This post explores the language from that perspective: what code can be written, what are its semantics, and how it can help in achieving a productive (and yet efficient) development model. We assume familiarity with the River Definition Language (RDL), specifically its syntax and specification. Further information can be found here.

What does the Code Do?

As noted earlier, for the sake of readability, the code of an RDL specification (a “program”), is meant to be written and read as a specification, a declaration of how the application’s data is to be updated, or how certain values are calculated given a set of inputs, and a state of the application.

The immediate corollary for the developer reading and writing RDL, is that the code should not be interpreted as reading values from a persistent storage into memory, changing memory values and writing back to the persistency. Instead, the code should be read and written as a specification of how certain values are changed - how the application state is modified.

This declarative model shouldn’t be foreign for people using SQL queries, for example.

When writing a SQL query, the developer has a certain mental image of the data structure (the tables), and their relationships. The developer then writes down what kind of data he needs to be read, filter, etc. The query itself is declarative in the sense that it does not specify how exactly the data is read, in what order, using what indices. It doesn’t specify whether the data is first projected and then filtered, or the other way around. It is the job of the DBMS and its underlying SQL engine to come up with that plan. In that sense, a SQL query is a mini-program on its own. Note that I did not mention data manipulation, only queries[1].

With RDL, the exercise is very similar. Only here, we apply it to data manipulation, not just queries. This of course makes it harder to reason about, but it has the potential to enable more concise and clear code that distills the application’s idea and not its realization in a given system.

This way of looking and writing code isn’t new. Functional programming languages have been doing something similar for quite a while. In functional languages, one focuses its mental energy on defining the functions - manipulations to the data (and occasionally counting brackets :wink: ), and the code reflects only that. A developer using a functional-paradigm language usually doesn’t so much care about memory assignments, counting loop variables, and relevant memory model. In that sense, a SQL query is a functional language. One does not maintain the loop variable going over the read table - there’s simply no need for it.

The downside (at least one of them) is that sometimes, describing complex application logic using just functions isn’t very intuitive for a developer.

The merits and criticism of functional programming are beyond the scope of this post; suffice it to say that the notion of focusing on intent by describing how data is changed given a certain input is close enough to what we’re trying to achieve with RDL. This spirit also lends itself quite nicely to behind-the-scenes optimization, specifically parallelizing code, so it aligns rather well with the goals we have set for RDL.

* **Point annotations for photos**
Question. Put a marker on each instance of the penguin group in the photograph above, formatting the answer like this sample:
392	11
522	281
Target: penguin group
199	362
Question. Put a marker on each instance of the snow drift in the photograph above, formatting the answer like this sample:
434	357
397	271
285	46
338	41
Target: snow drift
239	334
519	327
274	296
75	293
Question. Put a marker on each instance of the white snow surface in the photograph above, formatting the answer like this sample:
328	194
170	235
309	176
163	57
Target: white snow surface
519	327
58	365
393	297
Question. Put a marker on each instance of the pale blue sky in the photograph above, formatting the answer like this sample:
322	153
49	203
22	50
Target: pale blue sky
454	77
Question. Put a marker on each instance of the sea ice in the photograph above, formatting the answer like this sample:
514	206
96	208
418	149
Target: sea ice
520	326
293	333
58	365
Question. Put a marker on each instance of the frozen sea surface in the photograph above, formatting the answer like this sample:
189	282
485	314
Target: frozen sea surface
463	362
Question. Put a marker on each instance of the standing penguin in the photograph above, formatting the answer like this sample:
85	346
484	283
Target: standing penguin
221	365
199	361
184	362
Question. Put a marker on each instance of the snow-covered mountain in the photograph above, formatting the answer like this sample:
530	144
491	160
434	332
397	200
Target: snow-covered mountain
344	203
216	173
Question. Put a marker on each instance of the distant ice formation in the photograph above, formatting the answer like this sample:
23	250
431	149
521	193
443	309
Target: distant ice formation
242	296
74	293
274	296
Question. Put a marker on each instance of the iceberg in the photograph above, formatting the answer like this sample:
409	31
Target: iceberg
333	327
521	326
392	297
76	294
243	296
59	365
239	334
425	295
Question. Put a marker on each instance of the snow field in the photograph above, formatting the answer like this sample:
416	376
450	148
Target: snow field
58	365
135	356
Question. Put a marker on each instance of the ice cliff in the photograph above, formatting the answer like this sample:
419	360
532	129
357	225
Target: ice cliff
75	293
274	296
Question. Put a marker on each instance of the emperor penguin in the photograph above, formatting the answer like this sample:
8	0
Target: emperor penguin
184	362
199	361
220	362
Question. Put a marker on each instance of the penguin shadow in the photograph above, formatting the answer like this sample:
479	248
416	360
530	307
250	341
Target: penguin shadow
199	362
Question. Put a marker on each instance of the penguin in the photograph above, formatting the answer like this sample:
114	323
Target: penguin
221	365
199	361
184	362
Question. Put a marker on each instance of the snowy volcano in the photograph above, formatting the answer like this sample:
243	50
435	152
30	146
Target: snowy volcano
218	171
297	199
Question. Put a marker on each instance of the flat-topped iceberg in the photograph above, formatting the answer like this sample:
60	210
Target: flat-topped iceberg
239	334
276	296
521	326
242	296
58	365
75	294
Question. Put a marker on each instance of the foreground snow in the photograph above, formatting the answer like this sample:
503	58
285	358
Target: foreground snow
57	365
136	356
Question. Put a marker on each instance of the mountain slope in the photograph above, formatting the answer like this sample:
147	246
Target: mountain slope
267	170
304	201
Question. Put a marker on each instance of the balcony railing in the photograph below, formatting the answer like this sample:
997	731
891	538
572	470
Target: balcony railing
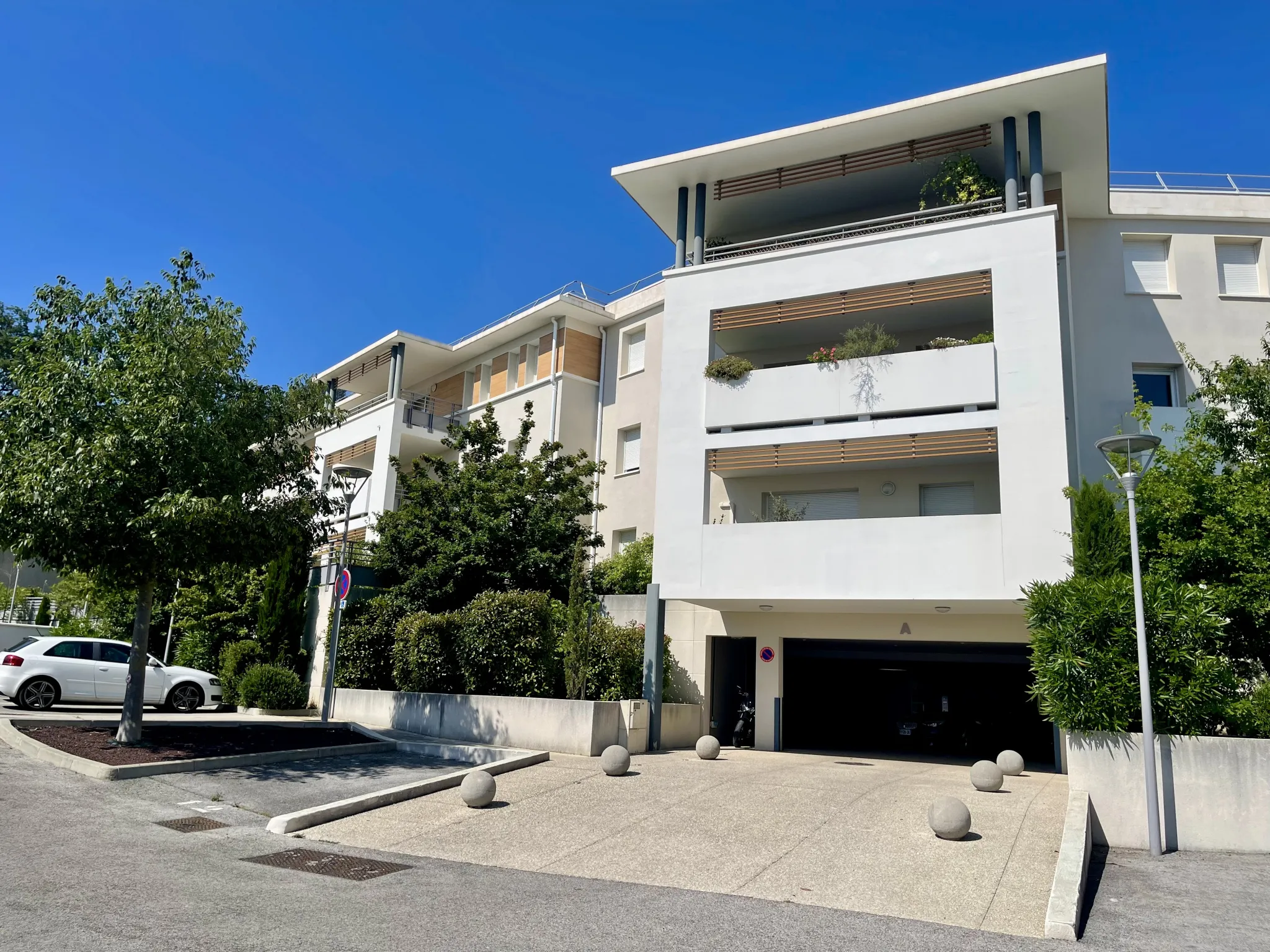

* **Complete the following**
a) List the things that, according to the excerpt about the River Definition Language, a SQL query does not specify about how its data is handled.
b) Continue the excerpt about the River Definition Language, starting right after its final sentence.

* **Results for the exercise**
a)
- How exactly the data is read
- In what order the data is read
- What indices are used
- Whether the data is first projected and then filtered, or the other way around

b)
RDL in itself isn’t a purely functional language. For the reasons given above, we adopt some principles of the functional paradigm. But we also try to make developers feel at home, and convenient, and also help with creating useful abstractions when necessary. As a result, in RDL, a developer also talks in “objects”, and how these objects relate and interact with each other. Abstractions relying on defining new data types are possible, as well as encapsulating data with relevant actions. But the underlying “programming model” is rather functional. The goal of familiarity and intuitive code also drove us to allow all kinds of “shortcuts” or syntactic sugars, for an otherwise functional model.

Changing Data

One aspect of this model is that from a programming point of view, the developer deals exclusively with data values, not their memory locations, or pointers to those values. This is usually referred to as “value semantics”. Meaning: a value of data is just that - a value. It is not changed, but rather used to compute (/create/define) a new value, using some computation.

This also means that variable definitions are not definitions of places in memory where data is stored, but rather name bindings. In other words: a variable is simply a way to tag a specific value computed in the program. After a name is bound to a value, it can be used to refer to that value elsewhere in the program, usually in the scope of the block defining it. A variable can be re-bound to another value, so it will refer to the new value from that point on (“from that point on” - referring to the lexical structure of the code block in which the variable is used).

So in fact, when writing:

let e = Employee { name : ‘John McClane’,

position : ‘Police Officer’ … };

it is simply attaching the name ‘e’ to the value Employee { name : ‘John McClane’, position : ‘Police Officer’ … }, to be used in the scope where ‘e’ is defined.

Action parameters actually behave similarly - they simply bind values to names that are then used in the specification of the business logic in that action. This means that parameters are “passed-by-value”.

For those preferring the memory management perspective, all object instances are immutable - they don’t change after they’re initialized/allocated. So when looking at a variable, you’re looking at a stable value, there’s no chance for anyone else changing the data “under you”.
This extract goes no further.